__Task to carry out__
Set out the lines below as a numbered list, skipping any blank lines. Leave the pictures out of your answer.

((

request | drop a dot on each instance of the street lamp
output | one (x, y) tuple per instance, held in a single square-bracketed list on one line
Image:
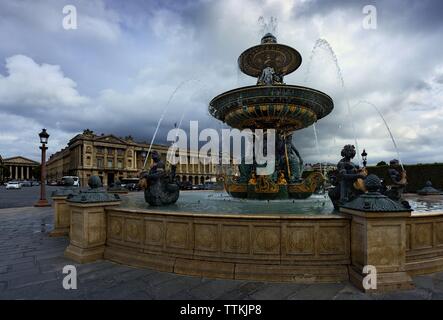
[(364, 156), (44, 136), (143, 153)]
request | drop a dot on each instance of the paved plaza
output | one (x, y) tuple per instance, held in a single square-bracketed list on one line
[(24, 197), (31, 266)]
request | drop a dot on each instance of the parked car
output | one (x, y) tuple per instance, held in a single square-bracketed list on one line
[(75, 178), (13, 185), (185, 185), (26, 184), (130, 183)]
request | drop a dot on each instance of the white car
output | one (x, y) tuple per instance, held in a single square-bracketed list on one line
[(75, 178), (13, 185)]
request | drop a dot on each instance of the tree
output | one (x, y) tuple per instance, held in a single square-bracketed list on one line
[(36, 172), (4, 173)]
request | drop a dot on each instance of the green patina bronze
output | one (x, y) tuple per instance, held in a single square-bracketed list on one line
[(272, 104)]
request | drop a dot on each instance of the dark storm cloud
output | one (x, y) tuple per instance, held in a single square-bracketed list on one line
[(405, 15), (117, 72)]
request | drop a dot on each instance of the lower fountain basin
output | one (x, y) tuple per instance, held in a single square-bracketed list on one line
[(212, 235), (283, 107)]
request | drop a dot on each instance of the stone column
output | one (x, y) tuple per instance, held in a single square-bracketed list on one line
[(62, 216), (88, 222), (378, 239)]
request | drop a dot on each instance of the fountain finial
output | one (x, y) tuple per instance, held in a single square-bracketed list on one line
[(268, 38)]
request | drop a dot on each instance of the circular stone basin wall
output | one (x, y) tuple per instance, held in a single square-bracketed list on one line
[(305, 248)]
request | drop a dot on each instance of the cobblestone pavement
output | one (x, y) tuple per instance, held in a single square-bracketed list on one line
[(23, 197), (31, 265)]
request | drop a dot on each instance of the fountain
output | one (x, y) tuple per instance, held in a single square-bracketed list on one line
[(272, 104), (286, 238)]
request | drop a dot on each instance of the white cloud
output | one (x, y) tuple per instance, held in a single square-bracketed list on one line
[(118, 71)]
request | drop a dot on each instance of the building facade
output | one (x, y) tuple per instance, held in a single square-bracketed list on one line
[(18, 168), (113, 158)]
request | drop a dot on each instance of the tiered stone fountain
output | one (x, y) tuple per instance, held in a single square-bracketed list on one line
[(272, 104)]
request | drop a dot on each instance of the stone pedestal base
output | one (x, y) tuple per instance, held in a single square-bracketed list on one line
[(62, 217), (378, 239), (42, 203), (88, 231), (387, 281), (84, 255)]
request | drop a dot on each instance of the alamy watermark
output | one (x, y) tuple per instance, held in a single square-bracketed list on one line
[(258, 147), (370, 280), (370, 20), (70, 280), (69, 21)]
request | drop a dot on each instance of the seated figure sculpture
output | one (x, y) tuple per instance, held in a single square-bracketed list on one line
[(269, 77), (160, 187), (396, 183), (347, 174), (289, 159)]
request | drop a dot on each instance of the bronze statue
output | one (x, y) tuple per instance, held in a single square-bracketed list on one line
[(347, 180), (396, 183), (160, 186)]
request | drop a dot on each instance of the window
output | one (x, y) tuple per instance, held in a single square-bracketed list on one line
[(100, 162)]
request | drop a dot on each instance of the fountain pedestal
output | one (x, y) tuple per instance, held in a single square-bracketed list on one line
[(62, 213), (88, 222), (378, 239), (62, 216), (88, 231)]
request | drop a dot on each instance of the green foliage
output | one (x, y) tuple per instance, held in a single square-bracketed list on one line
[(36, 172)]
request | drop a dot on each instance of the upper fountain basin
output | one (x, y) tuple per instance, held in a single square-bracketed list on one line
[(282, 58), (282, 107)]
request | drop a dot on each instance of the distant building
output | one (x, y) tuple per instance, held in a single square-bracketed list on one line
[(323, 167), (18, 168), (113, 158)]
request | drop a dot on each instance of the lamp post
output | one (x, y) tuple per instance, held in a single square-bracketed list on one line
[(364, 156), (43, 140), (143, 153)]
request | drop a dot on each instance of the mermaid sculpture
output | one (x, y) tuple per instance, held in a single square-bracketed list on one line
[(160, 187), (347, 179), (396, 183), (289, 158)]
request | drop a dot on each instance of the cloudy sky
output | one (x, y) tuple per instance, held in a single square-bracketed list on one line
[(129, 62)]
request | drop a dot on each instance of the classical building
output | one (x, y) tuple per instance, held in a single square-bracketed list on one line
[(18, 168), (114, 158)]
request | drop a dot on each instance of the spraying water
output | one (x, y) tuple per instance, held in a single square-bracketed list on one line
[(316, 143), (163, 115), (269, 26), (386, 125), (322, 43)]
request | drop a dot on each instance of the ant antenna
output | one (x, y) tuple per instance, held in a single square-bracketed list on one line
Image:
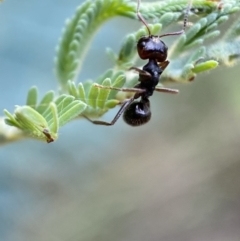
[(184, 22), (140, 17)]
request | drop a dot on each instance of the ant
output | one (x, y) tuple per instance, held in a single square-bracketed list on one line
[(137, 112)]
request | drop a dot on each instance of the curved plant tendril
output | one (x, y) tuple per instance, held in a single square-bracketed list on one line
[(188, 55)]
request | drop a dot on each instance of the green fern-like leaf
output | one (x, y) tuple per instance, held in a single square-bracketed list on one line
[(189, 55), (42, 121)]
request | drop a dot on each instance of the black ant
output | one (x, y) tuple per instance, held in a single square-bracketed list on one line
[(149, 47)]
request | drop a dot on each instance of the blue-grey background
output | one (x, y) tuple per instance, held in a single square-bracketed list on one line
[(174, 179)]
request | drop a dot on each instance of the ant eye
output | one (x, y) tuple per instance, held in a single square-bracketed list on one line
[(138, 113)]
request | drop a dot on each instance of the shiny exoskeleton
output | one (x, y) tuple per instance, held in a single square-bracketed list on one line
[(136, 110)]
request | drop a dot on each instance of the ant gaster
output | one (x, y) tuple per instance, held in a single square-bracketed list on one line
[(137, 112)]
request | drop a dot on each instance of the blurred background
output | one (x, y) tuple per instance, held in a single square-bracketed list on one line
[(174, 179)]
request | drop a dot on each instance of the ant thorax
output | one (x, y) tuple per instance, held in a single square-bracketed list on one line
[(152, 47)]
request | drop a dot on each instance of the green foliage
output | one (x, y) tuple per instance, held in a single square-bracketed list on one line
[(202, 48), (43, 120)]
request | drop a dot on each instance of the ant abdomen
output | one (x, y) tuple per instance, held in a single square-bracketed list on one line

))

__Finished task__
1. request | drop a dot on each instance of the street lamp
2. output | one (x, y) tuple per instance, held in a single square-bracketed list on one line
3. Image:
4. [(364, 156), (44, 136), (143, 153)]
5. request | drop a dot on each instance of the paved plaza
6. output | one (x, y) tuple per instance, held in a single square-bracketed list on one line
7. [(24, 197), (31, 266)]
8. request | drop a dot on each instance of the parked car
9. output | one (x, y) tuple per instance, held in a single square-bracketed list on one line
10. [(75, 178), (13, 185), (185, 185), (26, 184), (130, 183)]
11. request | drop a dot on each instance of the white car
12. output | one (x, y) tuple per instance, held in a single square-bracketed list on one line
13. [(75, 178), (13, 185)]
14. request | drop a dot on each instance of the tree
15. output | one (x, y) tuple per instance, held in a single square-bracketed list on one line
16. [(36, 172), (4, 173)]
17. request | drop a dot on each instance of the green patina bronze
18. output | one (x, y) tuple per instance, held in a single square-bracketed list on one line
19. [(272, 104)]
20. request | drop a dot on each instance of the dark storm cloud
21. output | one (x, y) tuple per instance, held in a single square-bracketed list on one line
22. [(405, 15), (117, 72)]
23. request | drop a dot on each instance of the lower fountain basin
24. output | one (x, y) tuple per instance, held in a single square-bracketed list on one line
25. [(212, 235), (283, 107)]
26. request | drop a dot on each instance of the stone column
27. output | one (x, y) tuple per instance, held in a single square-bracketed list on one line
28. [(62, 216), (88, 222), (378, 239)]
29. request | drop a dot on each instance of the fountain finial
30. output | one (x, y) tuple per instance, held in a single square-bracketed list on one line
31. [(268, 38)]
32. request | drop a dot on each instance of the circular stone basin wall
33. output | one (x, y) tuple per instance, held in a single square-bracketed list on one line
34. [(305, 248)]
35. request | drop a dot on each instance of the cobblestone pavement
36. output | one (x, y) tuple per instance, held in a single square-bracketed list on one line
37. [(23, 197), (31, 265)]
38. request | drop a dot on each instance of the fountain
39. output | one (x, y) tuple per instance, held in a single square-bracketed list on one line
40. [(272, 104), (286, 238)]
41. request | drop a dot on each instance of the white cloud
42. output | one (x, y) tuple per instance, held in a single square-bracketed list on one line
43. [(118, 71)]
44. request | drop a dot on each instance of the building facade
45. output | one (x, y) tuple per instance, held in a single square-bracketed list on one line
46. [(18, 168), (113, 158)]
47. request | drop a dot on each instance of the tiered stone fountain
48. output | one (x, y) tuple per instance, held in a single square-bracketed list on one line
49. [(272, 104)]
50. request | drop a dot on each instance of the stone pedestal base
51. output | one (x, y) tuple per instance, held in a single square-bracketed list on one line
52. [(62, 217), (378, 239), (42, 203), (88, 231), (387, 281), (84, 255)]
53. request | drop a dot on each instance of the alamy watermark
54. output | one (x, y) tuple per instance, held in a single square-bracketed list on one line
55. [(258, 147), (370, 280), (370, 20), (70, 280), (69, 21)]
56. request | drop a dot on each instance of the seated figure sculpture
57. output | one (x, y) tuple per instance, held in a single square-bracketed list on one line
58. [(269, 77), (160, 187), (396, 183), (347, 174), (289, 159)]
59. request | drop a dot on each instance of the bronze statue
60. output | one (x, y) tuple per instance, held in a single square-bracketed list on one line
61. [(347, 180), (396, 183), (160, 186)]
62. request | drop a dot on each instance of the window
63. output | one (x, y) tuple per instance, held in a single square-bracketed list on one line
64. [(100, 162)]
65. request | drop a dot on each instance of the fountain pedestal
66. output | one (x, y) tuple per instance, held in a single square-bracketed list on one line
67. [(62, 213), (88, 222), (378, 239), (62, 216), (88, 231)]
68. request | drop a dot on each instance of the green foliage
69. output | one (x, y) tuple per instance, held in a single square-bracketed list on one line
70. [(36, 172)]
71. request | drop a dot on each instance of the upper fountain basin
72. output | one (x, y) tuple per instance, held in a single square-bracketed list on one line
73. [(282, 58), (282, 107)]
74. request | drop a dot on each instance of the distant building
75. output | one (x, y) tuple per instance, held in a single square-bracketed list on one line
76. [(323, 167), (18, 168), (113, 158)]
77. request | drop a dot on each instance of the lamp post
78. output | one (x, y) tuple per instance, held in a single square-bracketed list on one line
79. [(364, 156), (43, 140), (143, 153)]
80. request | drop a dot on each instance of the mermaid sculpture
81. output | one (x, y) tuple per instance, held in a single square-bracketed list on one line
82. [(160, 187), (347, 179), (396, 183), (289, 158)]
83. request | drop a dot on each instance of the cloudy sky
84. output | one (x, y) tuple per instance, held in a single square-bracketed list on one line
85. [(129, 62)]
86. request | drop a dot on each instance of the classical building
87. output | one (x, y) tuple per instance, held in a single square-bracketed list on one line
88. [(18, 168), (114, 158)]
89. request | drop a dot on each instance of the spraying water
90. output | one (x, y) tuple per instance, held in a single square-bracketed list on one line
91. [(316, 143), (163, 115), (269, 26), (386, 125), (322, 43)]
92. request | drop a dot on each instance of the ant antenna
93. output | one (x, y) tuple per instance, held in a single square-bracketed list on one line
94. Image:
95. [(184, 22), (140, 17)]
96. request | drop a dot on each instance of the ant
97. output | one (x, y) tuple per instance, held in a single square-bracketed list on one line
98. [(137, 112)]
99. request | drop a dot on each instance of the curved plant tendril
100. output | one (x, y) tuple per instance, held in a single square-bracketed list on one line
101. [(188, 55)]
102. request | drop a dot on each instance of the green fern-like leaf
103. output | one (x, y) tuple per instance, held in a single square-bracketed list on one line
104. [(189, 55), (42, 121)]
105. request | drop a dot on each instance of the black ant
106. output | one (x, y) tuple per instance, held in a single square-bracketed list on one line
107. [(149, 47)]
108. request | drop a dot on each instance of the blue-grey background
109. output | one (x, y) tuple per instance, held in a single square-bracketed list on one line
110. [(174, 179)]
111. request | drop a dot on each instance of the ant eye
112. output | one (x, y) tuple per instance, held in a single square-bracketed list on one line
113. [(138, 113)]
114. request | drop a dot on each instance of the shiny exoskeleton
115. output | one (x, y) tuple per instance, held in a single square-bracketed list on one line
116. [(136, 110)]
117. request | drop a dot on each instance of the ant gaster
118. output | one (x, y) tuple per instance, held in a single square-bracketed list on one line
119. [(137, 112)]
120. request | drop a dot on each instance of the blurred background
121. output | one (x, y) tuple per instance, held in a single square-bracketed list on one line
122. [(174, 179)]
123. request | drop a dot on each instance of the ant thorax
124. output | one (x, y) tuple per instance, held in a single square-bracketed list on one line
125. [(152, 47)]
126. request | drop a dot on each instance of the green foliage
127. output | one (x, y) tuple per instance, held in a single square-bracketed list on one line
128. [(202, 48), (43, 120)]
129. request | drop a dot on each instance of the ant abdomen
130. output | one (x, y) tuple per instance, held in a single square-bracketed list on one line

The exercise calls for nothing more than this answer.